-- Start of Data to use --

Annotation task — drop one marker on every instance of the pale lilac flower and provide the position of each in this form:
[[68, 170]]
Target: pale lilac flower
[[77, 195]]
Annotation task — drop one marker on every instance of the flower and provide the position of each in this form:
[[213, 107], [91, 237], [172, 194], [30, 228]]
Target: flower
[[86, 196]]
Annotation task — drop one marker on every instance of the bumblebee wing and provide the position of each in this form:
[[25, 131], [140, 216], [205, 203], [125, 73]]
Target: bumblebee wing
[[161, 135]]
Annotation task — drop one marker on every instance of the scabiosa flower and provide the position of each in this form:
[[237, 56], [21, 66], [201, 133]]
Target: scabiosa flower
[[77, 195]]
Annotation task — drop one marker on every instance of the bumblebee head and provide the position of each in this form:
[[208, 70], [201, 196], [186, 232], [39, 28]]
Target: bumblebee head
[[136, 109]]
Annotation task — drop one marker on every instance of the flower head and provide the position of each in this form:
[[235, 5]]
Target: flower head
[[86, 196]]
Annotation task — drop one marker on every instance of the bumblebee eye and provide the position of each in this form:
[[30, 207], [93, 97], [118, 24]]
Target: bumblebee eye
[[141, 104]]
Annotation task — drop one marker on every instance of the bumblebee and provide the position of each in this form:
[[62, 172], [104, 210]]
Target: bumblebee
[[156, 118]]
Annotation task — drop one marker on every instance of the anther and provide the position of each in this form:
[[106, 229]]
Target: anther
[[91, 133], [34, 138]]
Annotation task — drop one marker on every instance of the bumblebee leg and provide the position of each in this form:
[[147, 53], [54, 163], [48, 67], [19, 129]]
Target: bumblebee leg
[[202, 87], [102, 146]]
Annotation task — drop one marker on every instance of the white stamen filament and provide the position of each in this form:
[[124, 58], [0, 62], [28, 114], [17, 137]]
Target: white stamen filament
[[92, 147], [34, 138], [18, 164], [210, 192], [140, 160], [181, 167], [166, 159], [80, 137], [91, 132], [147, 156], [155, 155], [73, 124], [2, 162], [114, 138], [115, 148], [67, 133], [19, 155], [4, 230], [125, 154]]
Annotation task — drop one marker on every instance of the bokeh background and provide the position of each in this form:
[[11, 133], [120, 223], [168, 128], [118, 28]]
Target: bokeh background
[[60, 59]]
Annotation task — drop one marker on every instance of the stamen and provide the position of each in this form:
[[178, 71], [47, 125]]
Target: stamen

-- End of Data to use --

Stated goal: Rescale the entries from the line containing "of the scabiosa" up to and including the line containing "[[91, 133], [34, 138]]". Rewrite every line, requests included, multiplying each point coordinate in the answers by 1.7 and rounding to the nearest whole number with halves rounded up, while leaving the requests and their format samples unchanged.

Task solution:
Annotation task — drop one marker on every instance of the scabiosa flower and provide the position of each in this form:
[[237, 56], [21, 66], [201, 133]]
Target: scabiosa flower
[[131, 332]]
Annotation task — drop one marker on every instance of the bumblebee head and provide the position of each in this form:
[[208, 70], [201, 196], [186, 232], [39, 28]]
Target: bumblebee head
[[231, 185]]
Annotation task — drop one marker on every instance of the flower head and provide the position of each in this form:
[[235, 5]]
Target: flower head
[[146, 333]]
Annotation task — drop one marker on every instance of the bumblebee eye and provide the position of each in this form:
[[30, 207], [93, 97], [118, 24]]
Target: bumblebee eye
[[240, 177]]
Annotation task — drop one marker on every instance of the bumblebee and provide the position of each in this form:
[[62, 172], [104, 210]]
Target: bumblebee
[[265, 201]]
Annotation task — drop one marker on every instance of the anther and provide the position of each in this form:
[[106, 229]]
Target: anther
[[155, 226], [58, 235]]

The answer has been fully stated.